━━ EXCERPTED TEXT ━━

Quick Recipe Version (TL;DR)

  • Yield: 8 pretzels + Obazda for 8
  • Prep Time: 40 minutes active
  • Cook Time: 15 minutes
  • Total Time: 2 hours 15 minutes (includes rises/chilling)

Quick Ingredients

  • Pretzels: 500 g bread flour, 7 g instant yeast, 10 g fine sea salt, 10 g barley malt syrup or brown sugar, 300 ml cold water, 30 g unsalted butter (soft)
  • Bath (choose one): Option A 30 g food-grade lye + 1 L cold water; Option B 60 g baked baking soda + 2 L water
  • Finish: 2 tbsp pretzel salt
  • Obazda: 300 g ripe Camembert, 80 g soft butter, 100 g cream cheese, 1 small red onion or shallot (finely diced), 1.5 tsp sweet paprika, 1/4 tsp hot paprika, 1 tsp crushed caraway, 30–45 ml pale lager or wheat beer, salt and pepper, 2 tbsp chopped chives
  • To serve: 1 bunch radishes

Do This

  • 1. Mix dough ingredients and knead 8–10 min until smooth; rise 45 min.

━━━
━━ DATA EXCERPTS ━━

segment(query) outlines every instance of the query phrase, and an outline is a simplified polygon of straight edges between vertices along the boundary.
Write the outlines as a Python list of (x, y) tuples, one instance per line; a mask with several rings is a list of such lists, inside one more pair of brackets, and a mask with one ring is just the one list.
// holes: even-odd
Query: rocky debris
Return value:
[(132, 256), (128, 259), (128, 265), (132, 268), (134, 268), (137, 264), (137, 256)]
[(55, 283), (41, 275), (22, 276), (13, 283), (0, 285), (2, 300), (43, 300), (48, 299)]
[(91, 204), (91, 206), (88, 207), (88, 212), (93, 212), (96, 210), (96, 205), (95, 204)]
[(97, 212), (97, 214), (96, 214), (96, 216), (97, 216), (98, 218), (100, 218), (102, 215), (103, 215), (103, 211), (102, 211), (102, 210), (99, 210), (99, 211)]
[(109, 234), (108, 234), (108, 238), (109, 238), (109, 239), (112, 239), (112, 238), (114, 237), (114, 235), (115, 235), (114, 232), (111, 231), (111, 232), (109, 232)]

━━━

## YOUR GOAL
Translate this sentence from the pretzel recipe above into Spanish: "Mix dough ingredients and knead 8–10 min until smooth; rise 45 min."

## SOLUTION TO THE EXERCISE
Mezcla los ingredientes de la masa y amasa de 8 a 10 min hasta que esté lisa; deja levar 45 min.